====== Source data ======

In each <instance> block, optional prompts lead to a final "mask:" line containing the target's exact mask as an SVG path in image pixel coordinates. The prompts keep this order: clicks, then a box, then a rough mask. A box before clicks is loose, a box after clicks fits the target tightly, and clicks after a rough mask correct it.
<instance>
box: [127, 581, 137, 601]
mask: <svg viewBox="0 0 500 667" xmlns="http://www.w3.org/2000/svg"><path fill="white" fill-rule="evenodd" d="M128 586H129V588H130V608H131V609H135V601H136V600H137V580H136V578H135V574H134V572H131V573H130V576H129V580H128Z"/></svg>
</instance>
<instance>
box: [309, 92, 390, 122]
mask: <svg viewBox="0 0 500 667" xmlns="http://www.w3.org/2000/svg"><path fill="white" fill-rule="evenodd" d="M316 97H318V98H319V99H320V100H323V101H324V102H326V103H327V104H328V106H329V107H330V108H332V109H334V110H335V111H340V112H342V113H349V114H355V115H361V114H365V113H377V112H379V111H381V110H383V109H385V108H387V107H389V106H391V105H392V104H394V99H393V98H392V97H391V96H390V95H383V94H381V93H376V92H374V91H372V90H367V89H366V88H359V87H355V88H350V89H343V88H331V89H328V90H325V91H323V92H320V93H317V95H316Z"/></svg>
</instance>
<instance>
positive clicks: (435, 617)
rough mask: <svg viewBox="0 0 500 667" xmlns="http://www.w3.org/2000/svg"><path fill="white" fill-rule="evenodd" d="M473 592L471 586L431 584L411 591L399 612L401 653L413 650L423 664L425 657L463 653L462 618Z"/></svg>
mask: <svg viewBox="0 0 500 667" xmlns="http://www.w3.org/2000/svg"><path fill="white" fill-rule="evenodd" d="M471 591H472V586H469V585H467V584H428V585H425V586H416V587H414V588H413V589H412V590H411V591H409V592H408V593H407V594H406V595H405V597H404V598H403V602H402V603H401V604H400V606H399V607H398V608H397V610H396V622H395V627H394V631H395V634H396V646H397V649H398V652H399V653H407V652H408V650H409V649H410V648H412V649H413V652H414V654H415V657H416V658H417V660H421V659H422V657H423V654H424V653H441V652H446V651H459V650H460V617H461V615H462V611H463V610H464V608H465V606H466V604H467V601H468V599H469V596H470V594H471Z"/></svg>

======
====== Source data ======

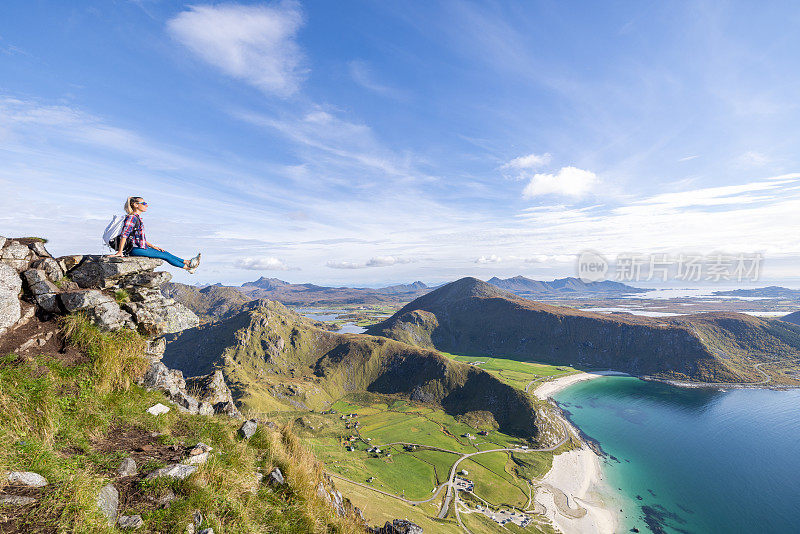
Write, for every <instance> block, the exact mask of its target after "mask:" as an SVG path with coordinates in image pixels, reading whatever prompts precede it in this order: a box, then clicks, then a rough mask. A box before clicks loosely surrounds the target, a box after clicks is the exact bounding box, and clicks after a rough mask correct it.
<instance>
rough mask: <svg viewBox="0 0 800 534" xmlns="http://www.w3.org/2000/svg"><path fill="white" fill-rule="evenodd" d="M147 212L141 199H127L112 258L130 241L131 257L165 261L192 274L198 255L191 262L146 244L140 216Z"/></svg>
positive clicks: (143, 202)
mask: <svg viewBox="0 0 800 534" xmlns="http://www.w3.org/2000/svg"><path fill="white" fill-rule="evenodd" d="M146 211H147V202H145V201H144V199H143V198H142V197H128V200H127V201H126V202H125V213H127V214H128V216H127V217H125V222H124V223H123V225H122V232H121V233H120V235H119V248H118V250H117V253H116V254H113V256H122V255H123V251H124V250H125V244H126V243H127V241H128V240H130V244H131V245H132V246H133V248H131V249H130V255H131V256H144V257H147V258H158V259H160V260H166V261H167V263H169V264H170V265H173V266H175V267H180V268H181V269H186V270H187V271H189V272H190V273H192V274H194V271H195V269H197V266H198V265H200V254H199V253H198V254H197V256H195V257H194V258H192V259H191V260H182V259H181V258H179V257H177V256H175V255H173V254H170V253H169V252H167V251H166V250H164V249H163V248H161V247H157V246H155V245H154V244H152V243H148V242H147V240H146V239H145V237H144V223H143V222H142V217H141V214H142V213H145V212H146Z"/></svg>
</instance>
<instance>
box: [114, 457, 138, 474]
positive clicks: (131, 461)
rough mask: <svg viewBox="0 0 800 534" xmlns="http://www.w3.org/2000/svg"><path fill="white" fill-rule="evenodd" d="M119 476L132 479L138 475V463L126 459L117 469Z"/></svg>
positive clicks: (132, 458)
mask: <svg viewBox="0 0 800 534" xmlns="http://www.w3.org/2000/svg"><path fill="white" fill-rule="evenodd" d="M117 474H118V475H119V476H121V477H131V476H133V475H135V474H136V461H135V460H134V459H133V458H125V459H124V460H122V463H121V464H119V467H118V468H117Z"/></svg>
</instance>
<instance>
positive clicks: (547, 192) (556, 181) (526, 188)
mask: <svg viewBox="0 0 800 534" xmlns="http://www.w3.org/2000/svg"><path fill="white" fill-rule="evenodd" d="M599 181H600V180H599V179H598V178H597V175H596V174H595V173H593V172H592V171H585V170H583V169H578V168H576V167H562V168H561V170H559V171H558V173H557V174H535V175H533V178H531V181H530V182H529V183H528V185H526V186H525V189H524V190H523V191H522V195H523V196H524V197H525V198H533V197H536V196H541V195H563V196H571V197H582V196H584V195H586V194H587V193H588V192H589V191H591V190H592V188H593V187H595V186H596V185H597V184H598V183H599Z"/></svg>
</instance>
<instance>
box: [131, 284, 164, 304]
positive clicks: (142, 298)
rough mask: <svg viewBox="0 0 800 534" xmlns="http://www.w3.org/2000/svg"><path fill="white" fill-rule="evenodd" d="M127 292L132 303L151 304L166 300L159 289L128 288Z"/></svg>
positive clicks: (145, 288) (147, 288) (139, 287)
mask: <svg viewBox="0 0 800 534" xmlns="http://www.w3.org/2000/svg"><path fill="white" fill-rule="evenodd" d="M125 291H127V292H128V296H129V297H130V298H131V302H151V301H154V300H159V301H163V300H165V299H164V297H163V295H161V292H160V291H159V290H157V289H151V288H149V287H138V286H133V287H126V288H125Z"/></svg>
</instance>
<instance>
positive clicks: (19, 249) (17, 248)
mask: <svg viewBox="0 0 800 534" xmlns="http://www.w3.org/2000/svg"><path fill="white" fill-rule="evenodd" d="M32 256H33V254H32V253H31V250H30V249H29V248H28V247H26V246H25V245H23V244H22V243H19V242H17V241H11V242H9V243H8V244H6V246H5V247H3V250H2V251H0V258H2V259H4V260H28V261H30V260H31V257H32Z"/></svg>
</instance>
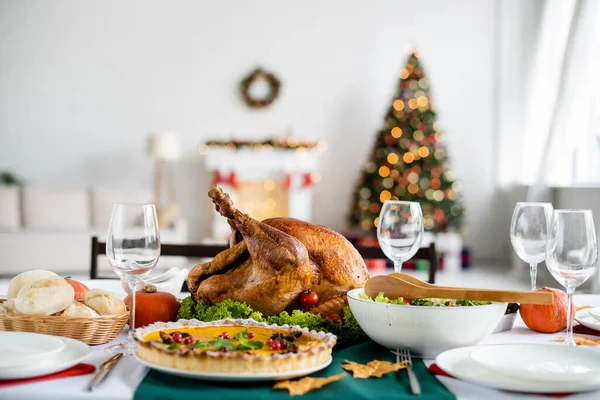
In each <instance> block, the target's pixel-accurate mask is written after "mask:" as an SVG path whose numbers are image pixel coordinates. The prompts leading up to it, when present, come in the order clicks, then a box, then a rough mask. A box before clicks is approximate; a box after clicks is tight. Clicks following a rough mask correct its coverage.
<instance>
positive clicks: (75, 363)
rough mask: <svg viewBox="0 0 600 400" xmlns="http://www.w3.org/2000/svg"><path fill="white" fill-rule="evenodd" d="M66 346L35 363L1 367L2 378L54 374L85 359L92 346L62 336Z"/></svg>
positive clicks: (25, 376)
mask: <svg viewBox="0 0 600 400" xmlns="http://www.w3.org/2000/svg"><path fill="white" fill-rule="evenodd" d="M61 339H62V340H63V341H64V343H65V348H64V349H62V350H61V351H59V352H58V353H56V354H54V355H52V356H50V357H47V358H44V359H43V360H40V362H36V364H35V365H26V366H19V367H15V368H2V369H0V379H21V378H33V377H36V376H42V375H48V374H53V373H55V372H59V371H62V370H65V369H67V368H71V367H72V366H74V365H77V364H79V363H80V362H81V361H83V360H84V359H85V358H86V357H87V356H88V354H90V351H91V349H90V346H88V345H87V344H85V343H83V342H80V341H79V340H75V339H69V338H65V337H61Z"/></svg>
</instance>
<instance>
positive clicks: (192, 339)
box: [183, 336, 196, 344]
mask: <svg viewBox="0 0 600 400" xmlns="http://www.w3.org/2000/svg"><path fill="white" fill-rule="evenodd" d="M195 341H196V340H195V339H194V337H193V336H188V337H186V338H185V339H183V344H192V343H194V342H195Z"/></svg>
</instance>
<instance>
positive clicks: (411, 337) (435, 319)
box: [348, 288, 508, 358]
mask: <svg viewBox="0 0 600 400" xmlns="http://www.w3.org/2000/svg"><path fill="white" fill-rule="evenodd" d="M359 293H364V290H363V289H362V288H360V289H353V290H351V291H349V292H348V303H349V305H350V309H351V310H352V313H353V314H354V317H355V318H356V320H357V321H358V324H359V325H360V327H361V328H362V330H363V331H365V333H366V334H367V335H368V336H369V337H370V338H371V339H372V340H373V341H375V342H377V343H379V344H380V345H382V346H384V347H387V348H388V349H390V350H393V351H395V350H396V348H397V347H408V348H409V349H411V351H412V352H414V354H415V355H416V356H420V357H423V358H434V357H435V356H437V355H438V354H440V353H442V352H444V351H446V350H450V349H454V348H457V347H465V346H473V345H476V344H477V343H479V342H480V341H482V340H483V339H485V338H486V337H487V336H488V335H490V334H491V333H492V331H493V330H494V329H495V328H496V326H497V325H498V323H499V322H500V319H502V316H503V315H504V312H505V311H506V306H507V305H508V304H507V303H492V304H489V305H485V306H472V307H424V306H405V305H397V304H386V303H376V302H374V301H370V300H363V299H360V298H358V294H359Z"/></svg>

======

▶ _What you are asked to do_
Swap "rough mask" for "coarse mask" in the records from the line with "In each <instance> block, optional" up to and including the line with "box: [127, 581, 137, 601]", changing nothing else. Give back only those lines.

▶ _Answer_
In each <instance> block, optional prompts lead to a final "mask:" line containing the target's exact mask as an SVG path in image pixel coordinates. The prompts keep this order: clicks, then a box, then a coarse mask. A box before clicks is loose, a box after clicks fits the target tightly, and clicks after a coarse mask correct it.
<instance>
box: [127, 581, 137, 601]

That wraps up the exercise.